RECORDS FOR THIS TASK Start Marker
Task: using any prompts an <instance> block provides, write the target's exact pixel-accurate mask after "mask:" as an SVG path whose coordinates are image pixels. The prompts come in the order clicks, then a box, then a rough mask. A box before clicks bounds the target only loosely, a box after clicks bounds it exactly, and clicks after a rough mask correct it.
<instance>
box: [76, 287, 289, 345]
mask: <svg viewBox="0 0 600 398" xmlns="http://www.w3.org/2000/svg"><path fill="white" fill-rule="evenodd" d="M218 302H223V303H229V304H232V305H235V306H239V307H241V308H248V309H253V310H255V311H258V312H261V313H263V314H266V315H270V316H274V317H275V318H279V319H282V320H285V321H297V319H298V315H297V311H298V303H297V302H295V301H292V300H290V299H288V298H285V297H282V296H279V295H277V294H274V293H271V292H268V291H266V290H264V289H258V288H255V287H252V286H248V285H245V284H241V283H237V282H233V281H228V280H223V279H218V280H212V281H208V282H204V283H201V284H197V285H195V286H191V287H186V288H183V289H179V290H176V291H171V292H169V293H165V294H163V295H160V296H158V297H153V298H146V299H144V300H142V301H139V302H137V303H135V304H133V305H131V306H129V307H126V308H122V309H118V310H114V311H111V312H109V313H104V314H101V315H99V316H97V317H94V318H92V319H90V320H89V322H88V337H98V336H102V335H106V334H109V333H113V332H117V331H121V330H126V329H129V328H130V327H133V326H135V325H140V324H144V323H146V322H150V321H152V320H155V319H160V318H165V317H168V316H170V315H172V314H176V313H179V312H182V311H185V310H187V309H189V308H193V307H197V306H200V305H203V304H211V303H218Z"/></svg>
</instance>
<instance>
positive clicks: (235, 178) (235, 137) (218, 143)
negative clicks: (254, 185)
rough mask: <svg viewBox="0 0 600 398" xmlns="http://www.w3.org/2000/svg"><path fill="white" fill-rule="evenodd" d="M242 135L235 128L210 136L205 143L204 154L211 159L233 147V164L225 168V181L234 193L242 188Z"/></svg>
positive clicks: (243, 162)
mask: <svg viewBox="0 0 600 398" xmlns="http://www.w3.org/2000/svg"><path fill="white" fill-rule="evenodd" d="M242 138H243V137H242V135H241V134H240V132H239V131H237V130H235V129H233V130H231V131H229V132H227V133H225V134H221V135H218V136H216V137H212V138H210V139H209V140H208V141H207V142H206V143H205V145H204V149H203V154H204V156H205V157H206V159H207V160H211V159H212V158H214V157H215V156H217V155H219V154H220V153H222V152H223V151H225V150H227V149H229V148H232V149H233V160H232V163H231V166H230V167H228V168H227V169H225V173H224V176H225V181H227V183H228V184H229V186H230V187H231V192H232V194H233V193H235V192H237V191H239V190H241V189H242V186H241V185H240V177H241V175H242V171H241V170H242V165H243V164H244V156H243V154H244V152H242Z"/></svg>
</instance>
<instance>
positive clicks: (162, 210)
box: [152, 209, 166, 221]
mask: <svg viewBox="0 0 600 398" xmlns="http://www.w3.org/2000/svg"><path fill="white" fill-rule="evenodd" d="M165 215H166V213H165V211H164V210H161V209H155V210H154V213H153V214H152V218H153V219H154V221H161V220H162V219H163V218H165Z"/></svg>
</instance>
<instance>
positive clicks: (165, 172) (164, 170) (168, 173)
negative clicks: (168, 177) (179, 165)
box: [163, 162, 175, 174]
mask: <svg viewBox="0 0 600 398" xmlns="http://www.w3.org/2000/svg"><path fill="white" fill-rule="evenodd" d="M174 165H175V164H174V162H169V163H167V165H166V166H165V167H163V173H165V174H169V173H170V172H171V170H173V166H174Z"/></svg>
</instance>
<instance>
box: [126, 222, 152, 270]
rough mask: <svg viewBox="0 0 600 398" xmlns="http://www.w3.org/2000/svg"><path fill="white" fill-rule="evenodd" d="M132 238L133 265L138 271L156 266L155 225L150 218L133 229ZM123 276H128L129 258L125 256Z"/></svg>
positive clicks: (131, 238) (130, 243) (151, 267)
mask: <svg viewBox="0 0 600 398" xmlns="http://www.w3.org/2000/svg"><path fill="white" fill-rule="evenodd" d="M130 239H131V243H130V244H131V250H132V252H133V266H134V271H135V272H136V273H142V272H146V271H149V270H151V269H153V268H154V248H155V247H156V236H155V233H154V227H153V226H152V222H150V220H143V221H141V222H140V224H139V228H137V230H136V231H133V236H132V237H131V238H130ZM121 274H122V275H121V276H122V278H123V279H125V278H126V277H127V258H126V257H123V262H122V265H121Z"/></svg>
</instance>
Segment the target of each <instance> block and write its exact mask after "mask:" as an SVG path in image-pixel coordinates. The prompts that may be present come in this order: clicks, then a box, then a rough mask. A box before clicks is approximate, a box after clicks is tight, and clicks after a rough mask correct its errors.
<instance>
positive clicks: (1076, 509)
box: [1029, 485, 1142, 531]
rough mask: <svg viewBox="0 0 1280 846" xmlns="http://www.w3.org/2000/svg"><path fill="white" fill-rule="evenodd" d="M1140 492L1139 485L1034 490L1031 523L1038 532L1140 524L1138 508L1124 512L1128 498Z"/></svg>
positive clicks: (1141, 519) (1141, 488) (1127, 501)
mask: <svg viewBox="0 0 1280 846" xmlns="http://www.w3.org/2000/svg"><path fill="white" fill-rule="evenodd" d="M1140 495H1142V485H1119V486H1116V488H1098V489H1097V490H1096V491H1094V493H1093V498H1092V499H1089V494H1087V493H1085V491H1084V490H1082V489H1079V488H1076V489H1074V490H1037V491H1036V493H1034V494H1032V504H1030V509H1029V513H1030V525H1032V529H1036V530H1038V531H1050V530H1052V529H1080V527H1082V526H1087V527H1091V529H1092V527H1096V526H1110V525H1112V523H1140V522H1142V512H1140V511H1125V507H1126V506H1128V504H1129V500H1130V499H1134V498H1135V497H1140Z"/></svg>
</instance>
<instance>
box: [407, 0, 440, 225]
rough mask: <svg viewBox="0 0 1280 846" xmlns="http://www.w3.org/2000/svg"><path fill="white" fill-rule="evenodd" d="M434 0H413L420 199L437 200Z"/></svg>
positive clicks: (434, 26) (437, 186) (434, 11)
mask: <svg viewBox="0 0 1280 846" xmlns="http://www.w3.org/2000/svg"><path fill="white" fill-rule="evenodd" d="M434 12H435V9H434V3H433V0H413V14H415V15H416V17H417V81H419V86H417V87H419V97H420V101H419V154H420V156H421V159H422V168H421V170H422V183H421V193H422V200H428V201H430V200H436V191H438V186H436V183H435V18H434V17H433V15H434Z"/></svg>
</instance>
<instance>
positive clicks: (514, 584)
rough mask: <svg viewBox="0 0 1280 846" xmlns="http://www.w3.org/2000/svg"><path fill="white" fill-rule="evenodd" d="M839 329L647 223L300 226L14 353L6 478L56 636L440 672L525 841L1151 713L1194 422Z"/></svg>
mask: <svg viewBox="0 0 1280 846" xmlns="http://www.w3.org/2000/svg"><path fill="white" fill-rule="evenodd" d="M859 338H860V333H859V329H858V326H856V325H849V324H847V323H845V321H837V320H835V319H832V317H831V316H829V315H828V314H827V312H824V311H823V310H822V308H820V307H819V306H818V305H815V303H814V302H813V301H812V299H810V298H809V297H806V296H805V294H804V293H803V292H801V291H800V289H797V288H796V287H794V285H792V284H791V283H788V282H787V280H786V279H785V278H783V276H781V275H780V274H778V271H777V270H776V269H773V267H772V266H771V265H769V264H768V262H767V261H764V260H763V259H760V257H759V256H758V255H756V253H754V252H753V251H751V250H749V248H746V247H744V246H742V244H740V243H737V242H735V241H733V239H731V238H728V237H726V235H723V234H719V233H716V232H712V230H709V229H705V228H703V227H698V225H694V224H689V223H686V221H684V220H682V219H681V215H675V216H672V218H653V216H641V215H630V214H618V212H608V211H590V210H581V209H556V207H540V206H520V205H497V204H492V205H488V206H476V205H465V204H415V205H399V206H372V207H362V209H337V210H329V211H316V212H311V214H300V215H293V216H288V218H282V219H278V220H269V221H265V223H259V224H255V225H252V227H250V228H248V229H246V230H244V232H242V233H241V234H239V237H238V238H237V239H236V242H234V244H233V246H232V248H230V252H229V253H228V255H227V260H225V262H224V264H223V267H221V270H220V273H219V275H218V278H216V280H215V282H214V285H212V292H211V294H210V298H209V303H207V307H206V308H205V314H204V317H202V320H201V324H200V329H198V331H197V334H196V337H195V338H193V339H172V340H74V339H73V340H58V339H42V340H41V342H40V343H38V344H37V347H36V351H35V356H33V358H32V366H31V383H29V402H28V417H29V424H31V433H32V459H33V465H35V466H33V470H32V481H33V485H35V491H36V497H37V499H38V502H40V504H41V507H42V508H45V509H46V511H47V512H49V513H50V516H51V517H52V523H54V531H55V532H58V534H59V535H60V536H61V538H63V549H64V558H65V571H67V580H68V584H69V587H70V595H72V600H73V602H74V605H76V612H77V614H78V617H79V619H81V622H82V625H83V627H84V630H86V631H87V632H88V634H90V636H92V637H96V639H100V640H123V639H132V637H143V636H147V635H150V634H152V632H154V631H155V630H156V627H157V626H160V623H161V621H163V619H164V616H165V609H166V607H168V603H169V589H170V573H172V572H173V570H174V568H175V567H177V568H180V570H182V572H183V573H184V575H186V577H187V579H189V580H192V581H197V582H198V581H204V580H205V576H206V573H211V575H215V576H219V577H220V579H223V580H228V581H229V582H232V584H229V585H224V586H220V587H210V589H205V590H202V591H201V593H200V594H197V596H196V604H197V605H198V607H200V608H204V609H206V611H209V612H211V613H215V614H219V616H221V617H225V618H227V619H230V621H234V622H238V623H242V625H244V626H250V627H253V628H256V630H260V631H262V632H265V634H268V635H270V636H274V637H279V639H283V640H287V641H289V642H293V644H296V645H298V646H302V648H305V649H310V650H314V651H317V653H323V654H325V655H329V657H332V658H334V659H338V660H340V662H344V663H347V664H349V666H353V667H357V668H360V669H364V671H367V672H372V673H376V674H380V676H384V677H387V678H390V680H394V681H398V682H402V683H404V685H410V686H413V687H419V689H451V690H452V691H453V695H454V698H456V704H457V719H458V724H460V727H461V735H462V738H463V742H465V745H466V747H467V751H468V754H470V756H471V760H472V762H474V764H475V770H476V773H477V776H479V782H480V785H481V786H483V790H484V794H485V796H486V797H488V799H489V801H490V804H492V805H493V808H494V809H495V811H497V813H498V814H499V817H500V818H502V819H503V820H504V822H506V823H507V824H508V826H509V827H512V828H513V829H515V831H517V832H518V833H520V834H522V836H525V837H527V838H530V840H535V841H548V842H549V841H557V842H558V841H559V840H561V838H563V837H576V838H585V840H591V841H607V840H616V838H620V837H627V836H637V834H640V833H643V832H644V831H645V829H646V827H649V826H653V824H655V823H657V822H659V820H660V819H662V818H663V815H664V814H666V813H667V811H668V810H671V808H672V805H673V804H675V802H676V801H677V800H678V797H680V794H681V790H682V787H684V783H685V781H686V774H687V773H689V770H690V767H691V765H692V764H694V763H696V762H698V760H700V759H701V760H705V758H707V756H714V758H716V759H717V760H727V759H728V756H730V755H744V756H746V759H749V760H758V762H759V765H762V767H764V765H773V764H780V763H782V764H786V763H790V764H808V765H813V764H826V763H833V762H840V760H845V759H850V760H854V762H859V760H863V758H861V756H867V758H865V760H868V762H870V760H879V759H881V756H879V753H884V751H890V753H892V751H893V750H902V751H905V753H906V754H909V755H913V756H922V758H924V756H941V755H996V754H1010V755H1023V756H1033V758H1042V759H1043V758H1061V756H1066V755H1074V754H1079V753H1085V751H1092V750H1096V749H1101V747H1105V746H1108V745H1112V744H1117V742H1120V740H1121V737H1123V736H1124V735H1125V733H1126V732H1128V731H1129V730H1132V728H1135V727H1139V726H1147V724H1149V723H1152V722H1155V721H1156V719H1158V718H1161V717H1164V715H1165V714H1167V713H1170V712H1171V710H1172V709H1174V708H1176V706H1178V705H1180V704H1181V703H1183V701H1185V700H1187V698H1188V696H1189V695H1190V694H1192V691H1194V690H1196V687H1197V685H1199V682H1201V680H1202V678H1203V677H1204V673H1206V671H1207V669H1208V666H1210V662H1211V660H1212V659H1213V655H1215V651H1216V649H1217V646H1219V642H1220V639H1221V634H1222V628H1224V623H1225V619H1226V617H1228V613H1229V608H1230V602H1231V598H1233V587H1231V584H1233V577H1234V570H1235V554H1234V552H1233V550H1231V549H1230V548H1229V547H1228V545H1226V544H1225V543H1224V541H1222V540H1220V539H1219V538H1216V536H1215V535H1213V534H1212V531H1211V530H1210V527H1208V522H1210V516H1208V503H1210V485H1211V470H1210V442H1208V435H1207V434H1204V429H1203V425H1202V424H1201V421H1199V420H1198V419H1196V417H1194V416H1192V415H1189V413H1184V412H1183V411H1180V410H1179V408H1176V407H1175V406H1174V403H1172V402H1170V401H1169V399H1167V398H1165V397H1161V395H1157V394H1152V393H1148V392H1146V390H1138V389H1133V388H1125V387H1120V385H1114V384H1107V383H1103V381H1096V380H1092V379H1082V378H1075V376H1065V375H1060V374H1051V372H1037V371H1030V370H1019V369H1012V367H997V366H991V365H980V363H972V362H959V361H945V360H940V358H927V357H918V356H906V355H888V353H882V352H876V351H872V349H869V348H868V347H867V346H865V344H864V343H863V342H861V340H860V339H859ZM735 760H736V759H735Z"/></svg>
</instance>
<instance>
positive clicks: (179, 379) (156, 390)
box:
RECORDS FOR THIS TASK End Marker
» WORK ITEM
Rewrite the stretch from the start of the entries through the line containing "box: [76, 287, 289, 345]", replacing "prompts" with "cues" and leaving all else unchanged.

» TASK RESPONSE
Task: using any cues an <instance> block provides, write the target's exact pixel-accurate mask after "mask:" as an SVG path whose coordinates are image pixels. The cues come in the order clicks, then a box, then a rough mask. A box before clicks bounds the target only loosely, a box after clicks bounds it exactly, and clicks after a rough mask correct it.
<instance>
box: [76, 287, 289, 345]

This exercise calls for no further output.